• Work to be completed:
For the entries below, repeat exactly each line starting with the one that contains "Please point out the station" and going on through the one that contains "Please point out the flower center, giving", and no others.

[Region pointing data]
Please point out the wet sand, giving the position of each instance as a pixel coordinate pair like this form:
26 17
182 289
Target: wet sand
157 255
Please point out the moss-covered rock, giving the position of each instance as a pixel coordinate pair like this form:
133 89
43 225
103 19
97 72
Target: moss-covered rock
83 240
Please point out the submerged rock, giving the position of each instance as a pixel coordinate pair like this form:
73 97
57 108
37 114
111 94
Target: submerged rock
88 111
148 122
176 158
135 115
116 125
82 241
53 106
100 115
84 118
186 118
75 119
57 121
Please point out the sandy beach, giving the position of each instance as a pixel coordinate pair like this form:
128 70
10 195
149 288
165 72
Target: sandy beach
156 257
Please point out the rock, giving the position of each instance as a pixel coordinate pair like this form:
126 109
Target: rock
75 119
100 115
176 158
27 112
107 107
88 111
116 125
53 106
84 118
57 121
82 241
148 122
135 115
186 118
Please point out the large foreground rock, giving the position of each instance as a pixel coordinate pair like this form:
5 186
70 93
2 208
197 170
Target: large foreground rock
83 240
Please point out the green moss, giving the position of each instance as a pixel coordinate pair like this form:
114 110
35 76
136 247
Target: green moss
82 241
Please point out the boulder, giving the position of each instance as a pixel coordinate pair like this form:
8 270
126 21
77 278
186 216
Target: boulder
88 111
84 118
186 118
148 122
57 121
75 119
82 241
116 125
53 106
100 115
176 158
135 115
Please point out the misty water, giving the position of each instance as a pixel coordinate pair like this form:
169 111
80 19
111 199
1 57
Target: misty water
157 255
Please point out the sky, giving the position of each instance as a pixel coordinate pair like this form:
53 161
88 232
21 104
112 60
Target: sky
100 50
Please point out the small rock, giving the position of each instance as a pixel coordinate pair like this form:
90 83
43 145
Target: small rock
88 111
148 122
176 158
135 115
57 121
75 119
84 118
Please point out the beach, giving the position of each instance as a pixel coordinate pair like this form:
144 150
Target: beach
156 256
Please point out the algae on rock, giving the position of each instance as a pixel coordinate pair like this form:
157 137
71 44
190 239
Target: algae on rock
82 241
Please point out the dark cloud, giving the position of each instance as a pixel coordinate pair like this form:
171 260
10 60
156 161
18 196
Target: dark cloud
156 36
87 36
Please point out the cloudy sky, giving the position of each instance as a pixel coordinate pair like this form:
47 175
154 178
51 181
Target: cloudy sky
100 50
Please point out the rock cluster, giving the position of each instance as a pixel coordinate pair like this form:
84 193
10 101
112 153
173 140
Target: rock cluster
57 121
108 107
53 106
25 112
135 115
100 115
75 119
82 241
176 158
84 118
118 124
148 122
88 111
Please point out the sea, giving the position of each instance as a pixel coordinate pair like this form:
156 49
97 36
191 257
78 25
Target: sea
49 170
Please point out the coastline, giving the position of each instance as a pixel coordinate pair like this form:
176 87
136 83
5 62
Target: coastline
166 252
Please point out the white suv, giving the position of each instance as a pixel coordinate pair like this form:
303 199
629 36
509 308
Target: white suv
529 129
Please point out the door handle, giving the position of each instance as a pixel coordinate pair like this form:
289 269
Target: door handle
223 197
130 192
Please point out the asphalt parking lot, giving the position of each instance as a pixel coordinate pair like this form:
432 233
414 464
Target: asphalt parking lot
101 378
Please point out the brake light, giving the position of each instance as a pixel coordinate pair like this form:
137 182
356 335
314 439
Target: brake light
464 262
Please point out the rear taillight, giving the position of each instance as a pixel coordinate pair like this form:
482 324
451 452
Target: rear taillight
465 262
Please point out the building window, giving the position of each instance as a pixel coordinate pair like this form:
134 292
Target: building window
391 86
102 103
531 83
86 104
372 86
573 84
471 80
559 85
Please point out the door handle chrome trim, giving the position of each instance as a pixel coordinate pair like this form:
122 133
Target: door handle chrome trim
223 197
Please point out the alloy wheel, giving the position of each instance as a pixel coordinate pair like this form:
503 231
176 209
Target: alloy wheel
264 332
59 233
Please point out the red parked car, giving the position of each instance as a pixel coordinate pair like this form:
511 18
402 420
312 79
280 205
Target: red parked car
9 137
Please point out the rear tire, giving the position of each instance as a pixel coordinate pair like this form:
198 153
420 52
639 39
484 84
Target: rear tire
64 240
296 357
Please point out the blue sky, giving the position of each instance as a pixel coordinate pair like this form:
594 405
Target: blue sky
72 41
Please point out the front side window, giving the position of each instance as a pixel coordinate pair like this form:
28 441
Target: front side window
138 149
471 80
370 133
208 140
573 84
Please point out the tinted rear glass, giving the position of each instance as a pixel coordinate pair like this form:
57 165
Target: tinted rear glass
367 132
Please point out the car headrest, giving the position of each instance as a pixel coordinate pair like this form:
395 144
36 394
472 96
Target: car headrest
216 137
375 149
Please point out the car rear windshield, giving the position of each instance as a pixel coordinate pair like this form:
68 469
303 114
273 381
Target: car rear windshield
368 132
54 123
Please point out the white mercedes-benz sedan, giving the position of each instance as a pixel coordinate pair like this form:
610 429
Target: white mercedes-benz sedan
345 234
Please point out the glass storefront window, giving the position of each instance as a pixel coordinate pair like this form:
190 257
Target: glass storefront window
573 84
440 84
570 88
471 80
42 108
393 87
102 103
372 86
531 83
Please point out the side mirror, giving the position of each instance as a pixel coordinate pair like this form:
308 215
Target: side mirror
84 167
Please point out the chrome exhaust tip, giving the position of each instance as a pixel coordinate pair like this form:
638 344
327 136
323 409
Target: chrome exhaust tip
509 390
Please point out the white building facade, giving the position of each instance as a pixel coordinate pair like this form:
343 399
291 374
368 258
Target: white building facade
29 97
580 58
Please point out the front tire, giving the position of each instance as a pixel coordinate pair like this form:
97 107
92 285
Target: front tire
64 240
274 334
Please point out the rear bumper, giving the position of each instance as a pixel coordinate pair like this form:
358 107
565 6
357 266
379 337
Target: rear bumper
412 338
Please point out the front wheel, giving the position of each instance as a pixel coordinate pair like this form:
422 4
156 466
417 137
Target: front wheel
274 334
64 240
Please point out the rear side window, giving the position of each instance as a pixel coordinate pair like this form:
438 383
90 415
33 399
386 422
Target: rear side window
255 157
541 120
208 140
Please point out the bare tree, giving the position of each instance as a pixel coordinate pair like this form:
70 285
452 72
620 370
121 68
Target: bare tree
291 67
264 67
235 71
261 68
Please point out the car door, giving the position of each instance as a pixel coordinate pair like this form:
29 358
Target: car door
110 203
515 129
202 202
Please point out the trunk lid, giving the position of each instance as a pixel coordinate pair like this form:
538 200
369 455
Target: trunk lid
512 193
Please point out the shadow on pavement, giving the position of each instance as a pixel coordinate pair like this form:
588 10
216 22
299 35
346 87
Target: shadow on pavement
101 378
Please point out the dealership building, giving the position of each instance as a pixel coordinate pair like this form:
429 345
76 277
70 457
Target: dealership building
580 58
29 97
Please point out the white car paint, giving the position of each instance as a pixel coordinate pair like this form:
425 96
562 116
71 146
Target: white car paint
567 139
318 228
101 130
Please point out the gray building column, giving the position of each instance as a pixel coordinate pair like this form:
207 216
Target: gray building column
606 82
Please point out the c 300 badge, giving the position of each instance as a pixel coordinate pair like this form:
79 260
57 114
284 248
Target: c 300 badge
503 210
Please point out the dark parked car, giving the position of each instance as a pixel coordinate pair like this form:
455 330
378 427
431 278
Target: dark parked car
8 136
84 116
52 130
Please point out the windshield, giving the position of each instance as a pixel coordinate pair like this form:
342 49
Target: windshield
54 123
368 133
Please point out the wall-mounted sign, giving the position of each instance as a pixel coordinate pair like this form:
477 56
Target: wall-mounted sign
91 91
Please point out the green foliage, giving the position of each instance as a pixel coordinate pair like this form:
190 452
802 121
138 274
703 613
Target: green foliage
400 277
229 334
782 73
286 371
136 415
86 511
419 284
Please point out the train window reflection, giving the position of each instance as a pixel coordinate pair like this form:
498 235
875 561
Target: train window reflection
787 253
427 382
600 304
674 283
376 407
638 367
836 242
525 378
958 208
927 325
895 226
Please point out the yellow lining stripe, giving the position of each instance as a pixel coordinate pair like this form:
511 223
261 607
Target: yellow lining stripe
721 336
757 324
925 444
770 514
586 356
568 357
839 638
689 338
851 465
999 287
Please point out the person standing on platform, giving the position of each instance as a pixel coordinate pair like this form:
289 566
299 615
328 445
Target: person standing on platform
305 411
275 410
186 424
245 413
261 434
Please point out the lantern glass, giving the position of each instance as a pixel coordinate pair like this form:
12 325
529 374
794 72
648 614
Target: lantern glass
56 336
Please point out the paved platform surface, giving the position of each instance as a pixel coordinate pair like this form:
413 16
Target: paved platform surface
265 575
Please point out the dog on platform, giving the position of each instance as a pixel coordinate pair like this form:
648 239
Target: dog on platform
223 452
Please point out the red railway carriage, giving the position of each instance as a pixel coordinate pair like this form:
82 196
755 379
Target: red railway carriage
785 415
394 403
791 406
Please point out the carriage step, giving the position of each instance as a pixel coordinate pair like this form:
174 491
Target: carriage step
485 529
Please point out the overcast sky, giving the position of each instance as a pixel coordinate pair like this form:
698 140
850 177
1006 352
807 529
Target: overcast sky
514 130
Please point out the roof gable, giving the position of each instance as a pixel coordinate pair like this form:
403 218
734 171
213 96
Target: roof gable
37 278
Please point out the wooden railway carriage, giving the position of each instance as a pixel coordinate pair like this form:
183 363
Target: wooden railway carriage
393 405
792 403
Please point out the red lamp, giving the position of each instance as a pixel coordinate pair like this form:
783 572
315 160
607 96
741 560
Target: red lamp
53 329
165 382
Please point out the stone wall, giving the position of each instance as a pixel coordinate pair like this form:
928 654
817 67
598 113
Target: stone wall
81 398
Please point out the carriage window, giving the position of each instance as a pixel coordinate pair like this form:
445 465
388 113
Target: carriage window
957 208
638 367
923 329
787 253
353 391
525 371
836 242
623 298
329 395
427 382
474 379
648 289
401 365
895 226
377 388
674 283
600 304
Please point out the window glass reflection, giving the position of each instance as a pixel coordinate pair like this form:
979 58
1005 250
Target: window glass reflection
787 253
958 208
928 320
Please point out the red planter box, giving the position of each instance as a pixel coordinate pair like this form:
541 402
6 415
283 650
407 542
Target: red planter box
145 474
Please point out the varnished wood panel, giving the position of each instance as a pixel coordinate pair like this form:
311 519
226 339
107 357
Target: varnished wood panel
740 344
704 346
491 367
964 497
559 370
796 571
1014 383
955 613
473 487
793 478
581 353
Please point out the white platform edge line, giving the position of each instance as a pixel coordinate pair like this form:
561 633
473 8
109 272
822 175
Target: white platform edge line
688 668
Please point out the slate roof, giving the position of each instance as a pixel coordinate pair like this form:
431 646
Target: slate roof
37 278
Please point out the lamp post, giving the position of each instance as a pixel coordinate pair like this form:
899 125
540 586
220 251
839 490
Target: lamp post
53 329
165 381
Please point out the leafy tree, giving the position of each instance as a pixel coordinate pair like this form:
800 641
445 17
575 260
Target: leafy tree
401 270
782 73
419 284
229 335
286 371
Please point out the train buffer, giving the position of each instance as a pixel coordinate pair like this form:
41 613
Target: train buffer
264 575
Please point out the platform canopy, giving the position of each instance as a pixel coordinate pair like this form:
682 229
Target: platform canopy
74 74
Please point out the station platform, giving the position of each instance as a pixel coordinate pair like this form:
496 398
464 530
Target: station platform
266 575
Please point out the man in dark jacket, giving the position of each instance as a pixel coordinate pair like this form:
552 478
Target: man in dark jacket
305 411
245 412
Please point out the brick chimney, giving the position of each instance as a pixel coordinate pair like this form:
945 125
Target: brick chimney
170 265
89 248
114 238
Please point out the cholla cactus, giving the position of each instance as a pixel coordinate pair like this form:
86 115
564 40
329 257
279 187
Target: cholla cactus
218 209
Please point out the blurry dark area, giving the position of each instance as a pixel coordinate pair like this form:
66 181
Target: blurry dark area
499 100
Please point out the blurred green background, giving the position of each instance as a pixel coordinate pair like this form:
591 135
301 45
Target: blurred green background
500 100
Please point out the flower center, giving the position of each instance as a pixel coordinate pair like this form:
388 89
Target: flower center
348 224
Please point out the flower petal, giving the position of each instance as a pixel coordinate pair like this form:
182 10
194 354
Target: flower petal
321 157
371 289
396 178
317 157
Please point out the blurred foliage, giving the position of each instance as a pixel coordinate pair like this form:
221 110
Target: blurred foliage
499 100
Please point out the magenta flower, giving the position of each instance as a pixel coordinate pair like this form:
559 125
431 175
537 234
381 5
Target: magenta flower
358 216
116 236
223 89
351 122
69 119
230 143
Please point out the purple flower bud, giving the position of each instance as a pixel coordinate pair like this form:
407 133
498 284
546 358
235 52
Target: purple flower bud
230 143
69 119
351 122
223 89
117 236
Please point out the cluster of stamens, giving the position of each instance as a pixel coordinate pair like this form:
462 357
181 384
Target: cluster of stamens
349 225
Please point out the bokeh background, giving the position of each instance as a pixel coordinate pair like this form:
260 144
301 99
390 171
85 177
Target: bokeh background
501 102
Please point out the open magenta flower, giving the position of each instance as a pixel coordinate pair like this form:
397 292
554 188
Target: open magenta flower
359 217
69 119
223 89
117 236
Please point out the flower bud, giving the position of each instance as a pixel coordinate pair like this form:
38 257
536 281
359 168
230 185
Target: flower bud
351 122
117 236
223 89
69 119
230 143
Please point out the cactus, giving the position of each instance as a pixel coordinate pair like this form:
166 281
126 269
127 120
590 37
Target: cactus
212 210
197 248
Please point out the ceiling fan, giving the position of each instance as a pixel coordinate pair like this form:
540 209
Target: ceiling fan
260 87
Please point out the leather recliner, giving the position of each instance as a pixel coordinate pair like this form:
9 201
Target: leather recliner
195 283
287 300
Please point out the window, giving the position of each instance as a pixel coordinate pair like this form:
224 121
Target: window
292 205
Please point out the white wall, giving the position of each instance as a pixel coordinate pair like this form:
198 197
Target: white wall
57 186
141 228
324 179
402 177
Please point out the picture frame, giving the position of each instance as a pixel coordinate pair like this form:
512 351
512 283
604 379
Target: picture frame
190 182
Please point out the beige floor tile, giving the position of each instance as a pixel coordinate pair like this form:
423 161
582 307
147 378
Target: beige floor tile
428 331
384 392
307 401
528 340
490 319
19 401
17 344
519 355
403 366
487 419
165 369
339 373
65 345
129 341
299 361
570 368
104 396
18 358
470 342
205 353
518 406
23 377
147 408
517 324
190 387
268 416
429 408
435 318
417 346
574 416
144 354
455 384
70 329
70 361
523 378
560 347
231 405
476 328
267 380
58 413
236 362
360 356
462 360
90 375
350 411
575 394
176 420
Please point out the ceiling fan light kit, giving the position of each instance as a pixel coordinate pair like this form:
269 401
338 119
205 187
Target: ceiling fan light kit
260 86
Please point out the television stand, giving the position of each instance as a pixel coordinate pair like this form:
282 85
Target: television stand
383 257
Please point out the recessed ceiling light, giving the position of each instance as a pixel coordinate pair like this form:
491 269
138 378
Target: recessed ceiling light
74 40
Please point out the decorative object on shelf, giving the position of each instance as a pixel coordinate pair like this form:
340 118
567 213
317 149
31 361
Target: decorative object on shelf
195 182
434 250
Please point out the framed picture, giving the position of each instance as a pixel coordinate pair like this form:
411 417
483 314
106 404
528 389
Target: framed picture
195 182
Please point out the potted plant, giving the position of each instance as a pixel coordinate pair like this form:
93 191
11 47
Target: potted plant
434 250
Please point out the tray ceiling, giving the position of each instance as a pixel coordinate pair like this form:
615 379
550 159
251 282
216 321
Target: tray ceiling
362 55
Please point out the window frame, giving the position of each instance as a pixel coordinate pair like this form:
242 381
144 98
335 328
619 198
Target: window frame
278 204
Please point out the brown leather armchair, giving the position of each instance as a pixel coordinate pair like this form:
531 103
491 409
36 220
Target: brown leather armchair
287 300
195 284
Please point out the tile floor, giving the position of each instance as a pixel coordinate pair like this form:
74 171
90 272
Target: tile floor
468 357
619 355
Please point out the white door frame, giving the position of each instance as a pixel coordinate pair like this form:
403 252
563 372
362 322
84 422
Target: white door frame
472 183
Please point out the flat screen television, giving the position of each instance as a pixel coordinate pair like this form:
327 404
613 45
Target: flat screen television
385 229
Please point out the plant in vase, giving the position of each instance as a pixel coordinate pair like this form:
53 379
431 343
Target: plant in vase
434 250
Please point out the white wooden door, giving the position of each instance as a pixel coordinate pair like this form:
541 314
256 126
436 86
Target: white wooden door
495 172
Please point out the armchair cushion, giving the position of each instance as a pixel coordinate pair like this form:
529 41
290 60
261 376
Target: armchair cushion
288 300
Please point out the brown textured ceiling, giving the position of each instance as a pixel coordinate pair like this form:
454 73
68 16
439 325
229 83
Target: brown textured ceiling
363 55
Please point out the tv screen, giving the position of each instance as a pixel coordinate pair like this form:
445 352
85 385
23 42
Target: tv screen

• Solution to this task:
Please point out the station platform, giving the position of each instance as a pixel coordinate pair like this form:
496 398
464 530
Target: station platform
266 575
Please point out the man in dark jacket, giving the position of each instance as a pixel coordinate pair like this form:
552 478
Target: man in dark jacket
305 411
245 412
Please point out the brick chimney, giving the position of each instance as a pixel coordinate pair like this form:
945 125
Target: brick chimney
170 265
89 248
114 238
Please point out the cholla cactus, giving the position of each instance as a pixel coordinate pair like this form:
86 115
564 40
329 257
279 187
Target: cholla cactus
218 209
Please point out the blurry dark area, giving the position of each instance as a pixel coordinate pair like this form:
66 181
Target: blurry dark area
499 100
Please point out the blurred green background, giving the position of each instance as a pixel coordinate pair like this form:
591 135
301 45
Target: blurred green background
500 100
Please point out the flower center, giving the position of each instance as a pixel coordinate pair like this form:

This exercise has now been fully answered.